* Task directions *
Reproduce the records below with every "Phrase" changed to "Label" and all other text kept the same. Leave the pictures out of your answer.

* Provided entries *
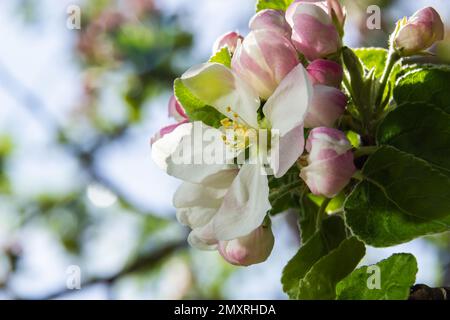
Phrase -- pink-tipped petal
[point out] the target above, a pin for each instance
(251, 249)
(229, 39)
(330, 161)
(327, 105)
(325, 72)
(421, 31)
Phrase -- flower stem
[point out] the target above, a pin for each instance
(321, 214)
(282, 191)
(392, 59)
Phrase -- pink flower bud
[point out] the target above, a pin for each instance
(330, 162)
(313, 32)
(325, 72)
(176, 111)
(251, 249)
(263, 59)
(271, 20)
(327, 105)
(420, 32)
(229, 40)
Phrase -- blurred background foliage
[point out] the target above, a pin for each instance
(77, 186)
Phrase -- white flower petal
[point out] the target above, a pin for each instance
(287, 107)
(288, 148)
(199, 166)
(245, 204)
(201, 238)
(190, 195)
(195, 217)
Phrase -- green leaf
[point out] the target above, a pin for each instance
(380, 223)
(328, 238)
(222, 56)
(195, 109)
(321, 280)
(273, 4)
(285, 191)
(307, 216)
(429, 84)
(421, 130)
(396, 276)
(373, 58)
(410, 182)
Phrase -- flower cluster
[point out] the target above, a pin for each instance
(284, 79)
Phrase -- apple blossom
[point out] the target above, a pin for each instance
(229, 40)
(325, 72)
(176, 110)
(330, 162)
(327, 105)
(419, 32)
(313, 32)
(250, 249)
(263, 59)
(239, 207)
(273, 20)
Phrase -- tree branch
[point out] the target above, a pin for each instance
(424, 292)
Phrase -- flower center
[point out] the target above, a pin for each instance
(236, 135)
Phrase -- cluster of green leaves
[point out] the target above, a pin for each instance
(273, 4)
(404, 193)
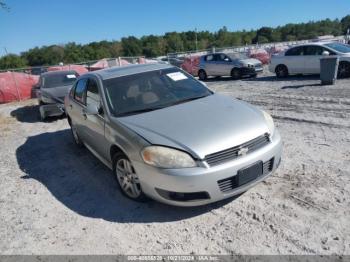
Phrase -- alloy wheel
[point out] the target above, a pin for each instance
(127, 178)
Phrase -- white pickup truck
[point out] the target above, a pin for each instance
(305, 59)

* Exercise output *
Label -- pink-tipped petal
[point out] the target above, a pin for each instance
(251, 249)
(229, 39)
(330, 161)
(327, 105)
(325, 72)
(421, 31)
Label -- flower stem
[point out] the target above, a pin for each instance
(321, 214)
(282, 191)
(392, 59)
Label -- pink flower bud
[point out] the target above, a pin for each instance
(330, 162)
(313, 32)
(325, 72)
(176, 111)
(251, 249)
(263, 59)
(271, 20)
(327, 105)
(420, 32)
(229, 40)
Label -- blurred background foliage
[point out] the target above, a pin for each instance
(77, 186)
Label -- white flower petal
[point out] the target above, a pin for each instance
(287, 107)
(288, 148)
(199, 166)
(245, 204)
(201, 238)
(190, 195)
(195, 217)
Label -- green leaf
[point out] the target above, a pin for each instance
(380, 223)
(328, 238)
(222, 56)
(195, 109)
(321, 280)
(273, 4)
(285, 191)
(307, 216)
(429, 84)
(421, 130)
(396, 276)
(373, 58)
(410, 182)
Label -- flower cluster
[point out] the target above, a pin for each instance
(284, 79)
Label -- apple blossom
[point out] the target above, a pin for each instance
(229, 40)
(325, 72)
(176, 110)
(330, 162)
(327, 105)
(419, 32)
(313, 32)
(250, 249)
(263, 59)
(239, 207)
(273, 20)
Label -- tree branch
[point out] the target above, a pin for each instance
(424, 292)
Label -- flower center
[point out] the target above, a pin for each instance
(236, 135)
Label -- cluster of green leaves
[point out] the target above, a pin for each instance
(273, 4)
(404, 193)
Label -- alloy wheel
[point out] the target above, a pin for each instance
(127, 178)
Label -- white pickup truck
[point out] the target above, a pin for each instance
(305, 59)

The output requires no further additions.